Work to do:
Copy out every line of the listing below verbatim, omitting the pictures.

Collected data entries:
____________

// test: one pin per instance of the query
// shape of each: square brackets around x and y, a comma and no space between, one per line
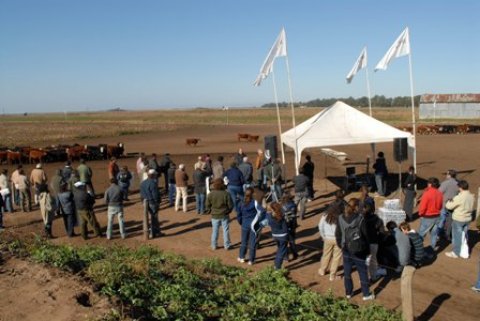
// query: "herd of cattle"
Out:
[443,129]
[58,153]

____________

Response:
// test: one pin per instance of the query
// shape of each: square brackets around x and y, a comma and no space between, one per line
// query: "herd of cattle"
Out:
[443,129]
[58,153]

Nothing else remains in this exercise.